** begin Extract **

Stricter requirements are being enforced for application authentication and cross-organization access

Today GitHub is enforcing two new security improvements. First, signing into GitHub Apps and OAuth Apps that are private or owned by Enterprise Managed User (EMU) accounts is now restricted unless you are a member of the organization or enterprise that owns the application. Second, we have tightened the definition of internal visibility when calculating the access an SSO-authorized token has within a multi-organization enterprise.

These updates block some access patterns that a few developers (<0.05%) relied on, often unknowingly. We have temporarily exempted applications and enterprises that appeared to depend on this access, and have emailed these application owners and administrators with details about how to update their use to avoid breakage.

Application authorization updates

Application visibility and EMU ownership is now taken into account when deciding who can sign in to a GitHub App or OAuth app. As a result, to sign into an app, users must now be a member of the enterprise if it is internal, or the owning organization if it's private. GitHub Apps that are private and owned by a user can only ever be signed into by the user that owns the app.

Prior to this update, users were able to grant any application permissions against their user account by signing into it. This only gives the application access to the user account and does not grant the user any access to data in GitHub. However, app developers who did not validate the identity of a signed in user may have assumed that because the user signed in they are a valid user of the application, and gave the user access to data protected by the application. We are making this change to application authorization so that it aligns with developer expectations in order to reduce the impact of insufficient authorization in applications.

Some developers took a dependency on this access pattern and have a reliance on external users accessing their application despite it being internal or private. Applications with 50 or more external users signing into them in the last year have been exempted from this update, and the owners have been emailed with the details about this exemption and when it expires. If you find that some users are no longer able to sign in to your application because of this update, you need to change your application in one of the following ways:

  • If your app is owned by an EMU account but needs to be accessed by users outside of your enterprise, you need to recreate the application outside of your enterprise.
  • If your app is private and needs to be accessed by members of your enterprise, transfer it to your enterprise. This makes it internal.
  • If users outside of your organization and enterprise need to access the app, make it public.
  • If you own the app on your user account but want members of a specific organization or enterprise to access it, you need to transfer it to that account.

This update does impact private GitHub apps on GHES and will be part of the GHES 3.19 release. It does not impact internal GitHub Apps owned by the enterprise account on any product line.

** end Extract **
** begin Record set **

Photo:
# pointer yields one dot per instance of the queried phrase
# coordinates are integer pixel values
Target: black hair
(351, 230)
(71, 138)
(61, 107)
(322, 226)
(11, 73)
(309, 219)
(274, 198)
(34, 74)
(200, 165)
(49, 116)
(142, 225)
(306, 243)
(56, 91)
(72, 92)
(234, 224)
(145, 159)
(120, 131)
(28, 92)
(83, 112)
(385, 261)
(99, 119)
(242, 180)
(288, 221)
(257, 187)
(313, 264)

** end Record set **

Required work
[a] According to the GitHub notice, which applications have been exempted from the application authorization update?
[b] Do these statements agree with the GitHub notice? Answer yes or no for each, quoting the deciding words. (i) A private GitHub App owned by a user can be signed into only by the user who owns it. (ii) The update affects internal GitHub Apps owned by the enterprise account. (iii) Transferring a private app to your enterprise makes it public.

Worked solutions
[a] Applications with 50 or more external users signing into them in the last year.

[b]
(i) Yes: "GitHub Apps that are private and owned by a user can only ever be signed into by the user that owns the app."
(ii) No: "It does not impact internal GitHub Apps owned by the enterprise account on any product line."
(iii) No: "transfer it to your enterprise. This makes it internal."